» **Prompt**: Pull out every line of the items below that contains the string "pipe", copying each line in full. Match case exactly.
>> Start Extracted entries
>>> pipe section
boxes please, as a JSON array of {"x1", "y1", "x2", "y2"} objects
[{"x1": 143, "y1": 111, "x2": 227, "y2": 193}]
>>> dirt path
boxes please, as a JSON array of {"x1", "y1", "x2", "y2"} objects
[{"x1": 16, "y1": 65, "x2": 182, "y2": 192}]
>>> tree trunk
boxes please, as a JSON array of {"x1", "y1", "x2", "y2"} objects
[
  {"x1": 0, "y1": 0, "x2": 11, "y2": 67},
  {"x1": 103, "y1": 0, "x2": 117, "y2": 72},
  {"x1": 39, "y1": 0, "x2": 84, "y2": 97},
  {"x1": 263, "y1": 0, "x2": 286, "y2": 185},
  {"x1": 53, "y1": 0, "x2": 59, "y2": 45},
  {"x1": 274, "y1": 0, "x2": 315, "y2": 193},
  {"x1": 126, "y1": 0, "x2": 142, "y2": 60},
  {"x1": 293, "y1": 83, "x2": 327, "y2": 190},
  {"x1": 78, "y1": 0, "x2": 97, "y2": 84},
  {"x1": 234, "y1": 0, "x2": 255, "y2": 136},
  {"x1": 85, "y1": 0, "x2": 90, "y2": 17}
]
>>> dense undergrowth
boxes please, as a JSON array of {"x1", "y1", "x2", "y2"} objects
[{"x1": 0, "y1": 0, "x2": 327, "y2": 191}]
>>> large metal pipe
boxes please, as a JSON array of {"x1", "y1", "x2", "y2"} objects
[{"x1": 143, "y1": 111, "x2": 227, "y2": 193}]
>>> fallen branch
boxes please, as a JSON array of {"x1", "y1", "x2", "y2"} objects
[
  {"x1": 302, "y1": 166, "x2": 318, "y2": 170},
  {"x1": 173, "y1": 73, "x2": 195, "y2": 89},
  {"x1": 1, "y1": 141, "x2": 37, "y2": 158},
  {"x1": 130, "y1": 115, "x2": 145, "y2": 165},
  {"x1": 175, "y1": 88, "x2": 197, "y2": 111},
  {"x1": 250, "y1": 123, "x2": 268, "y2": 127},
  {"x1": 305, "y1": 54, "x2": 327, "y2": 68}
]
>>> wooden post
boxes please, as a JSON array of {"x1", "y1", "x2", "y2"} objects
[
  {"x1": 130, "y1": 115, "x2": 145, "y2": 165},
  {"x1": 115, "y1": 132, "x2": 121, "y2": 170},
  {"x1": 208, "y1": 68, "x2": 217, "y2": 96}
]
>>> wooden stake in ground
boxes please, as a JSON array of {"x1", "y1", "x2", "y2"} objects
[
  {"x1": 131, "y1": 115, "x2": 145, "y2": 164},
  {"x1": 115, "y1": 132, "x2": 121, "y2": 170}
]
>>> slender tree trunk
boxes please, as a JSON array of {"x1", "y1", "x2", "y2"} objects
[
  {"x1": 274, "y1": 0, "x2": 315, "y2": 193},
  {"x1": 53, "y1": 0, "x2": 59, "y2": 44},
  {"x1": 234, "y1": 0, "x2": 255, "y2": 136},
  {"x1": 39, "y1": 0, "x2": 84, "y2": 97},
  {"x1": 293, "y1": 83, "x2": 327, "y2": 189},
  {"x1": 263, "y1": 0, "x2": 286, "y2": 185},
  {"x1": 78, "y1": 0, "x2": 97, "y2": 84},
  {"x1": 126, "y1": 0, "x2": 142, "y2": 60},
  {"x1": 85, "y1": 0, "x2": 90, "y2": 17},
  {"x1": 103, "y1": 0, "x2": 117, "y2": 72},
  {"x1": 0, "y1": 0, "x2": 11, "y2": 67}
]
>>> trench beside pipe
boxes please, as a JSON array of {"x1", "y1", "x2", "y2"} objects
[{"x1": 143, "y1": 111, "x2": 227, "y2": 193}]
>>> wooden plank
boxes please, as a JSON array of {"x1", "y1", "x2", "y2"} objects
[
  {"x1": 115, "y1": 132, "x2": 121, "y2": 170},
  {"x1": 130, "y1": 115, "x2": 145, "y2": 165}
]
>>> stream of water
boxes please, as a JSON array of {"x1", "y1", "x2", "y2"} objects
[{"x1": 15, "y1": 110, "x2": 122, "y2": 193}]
>> End Extracted entries
» **Output of the task**:
>>> pipe section
>>> large metal pipe
>>> trench beside pipe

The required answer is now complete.